Selected passage:
::::

Lyra Kaufman was checked by military medical personnel after being boarded onto the USS Vandegrift on Sunday morning, but her illness has not yet been diagnosed by a physician, said her aunt, Sariah English, whose sister, Charlotte Kaufman, called her from the warship.
After Lyra took medication from the rescue crews, her fever was gone, English said.
"That's been a relief for them to see that their daughter is responding to the medication now and is a healthy and happy baby again," she said, adding that the family was also enjoying the ship's hot showers, hot meals and space after being cramped on a sailboat.
The Kaufman family has faced criticism for bringing Lyra out to sea in the first place, with harsh words being posted on their Facebook page.
Eric Kaufman is a Coast Guard-licensed captain, and the couple issued a statement Sunday defending their decision to sail with their small children.
"We understand there are those who question our decision to sail with our family, but please know that this is how our family has lived for seven years, and when we departed on this journey more than a year ago, we were then and remain today confident that we prepared as well as any sailing crew could," the San Diego couple said in a statement from the USS Vandegrift.
"The ocean is one of the greatest forces of nature, and it always has the potential to overcome those who live on or near it. We are proud of our choices and our preparation," the statement said.
How Things Went AwryCharlotte, her husband, Eric, and their two children, Lyra and her 3-year-old sister, Cora, were starting across the Pacific on a trip around the world when the baby's illness and mechanical problems on the boat forced them to call the Coast Guard via satellite Thursday. Their 36-foot sailboat, Rebel Heart, lost its steering and communication abilities about 900 miles southwest of Cabo San Lucas, Mexico.
Their youngest by then was suffering from a fever, diarrhea, and vomiting, English said. A rash also covered her body.
"I can only imagine the stress of having a sick baby on board and then, 'Oh gosh, the boat is not working!' That's why they called in for help," English said.
The girl had salmonella in Mexico, where the San Diego family had been living briefly before heading out across the Pacific. Her pediatrician had assured her parents that she was recovered and safe to travel, English said.
When the symptoms surfaced, the parents called the pediatrician and gave their daughter antibiotics, but she did not respond to them.
Four California Air National Guard members parachuted into the water and reached the boat Thursday night. The crew stabilized the girl, stayed by her side and then hopped on an inflatable boat with the family to board the USS Vandegrift on Sunday morning. Authorities decided to sink the Rebel Heart because it was taking on water.
The family took only what they could carry from the broken boat – three bags – and they were disappointed to lose the sailboat they called home.
It is too soon to know if the family will try to revive their plans to sail the world, English said, adding that the "traumatic situation has left them tired and overwhelmed."

::::

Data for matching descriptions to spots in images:
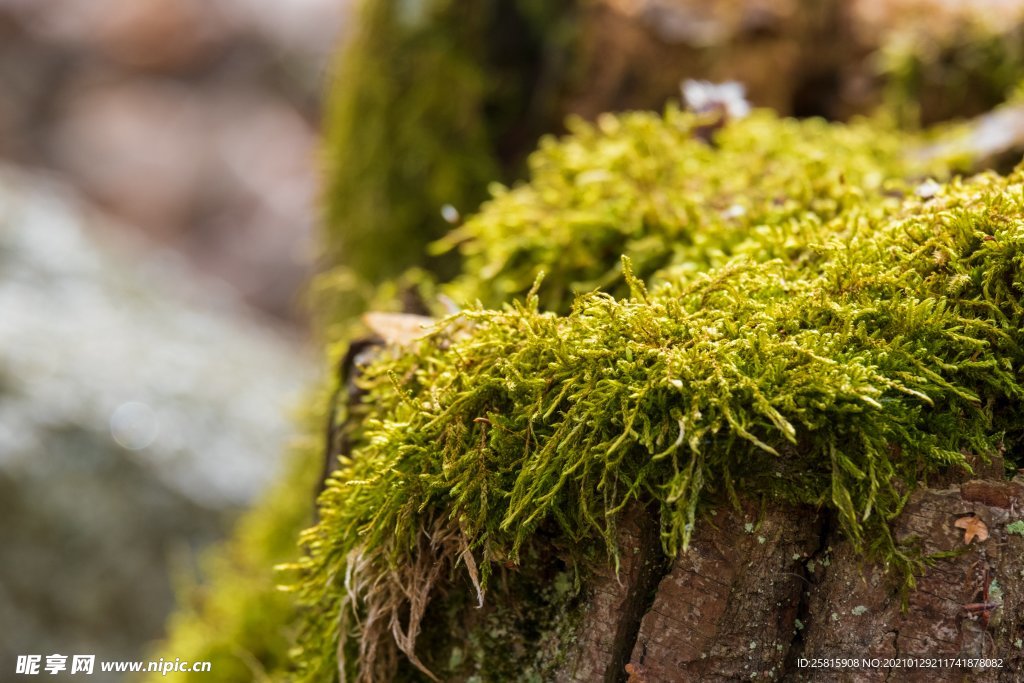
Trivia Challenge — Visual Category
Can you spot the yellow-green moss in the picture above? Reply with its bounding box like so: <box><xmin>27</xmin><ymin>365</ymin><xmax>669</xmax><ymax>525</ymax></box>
<box><xmin>286</xmin><ymin>110</ymin><xmax>1024</xmax><ymax>681</ymax></box>
<box><xmin>324</xmin><ymin>0</ymin><xmax>575</xmax><ymax>311</ymax></box>
<box><xmin>437</xmin><ymin>106</ymin><xmax>948</xmax><ymax>310</ymax></box>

::::

Assignment:
For each statement, say yes or no to whether it agrees with the article about the Kaufman family's rescue at sea, and quote the words from the article that decide it. (a) The family's sailboat lost its steering about 900 miles southwest of Cabo San Lucas. (b) Lyra got better after taking the antibiotics her parents gave her. (c) Three California Air National Guard members parachuted into the water.

Answer:
(a) Yes: "lost its steering and communication abilities about 900 miles southwest of Cabo San Lucas, Mexico."
(b) No: "gave their daughter antibiotics, but she did not respond to them."
(c) No: "Four California Air National Guard members parachuted into the water"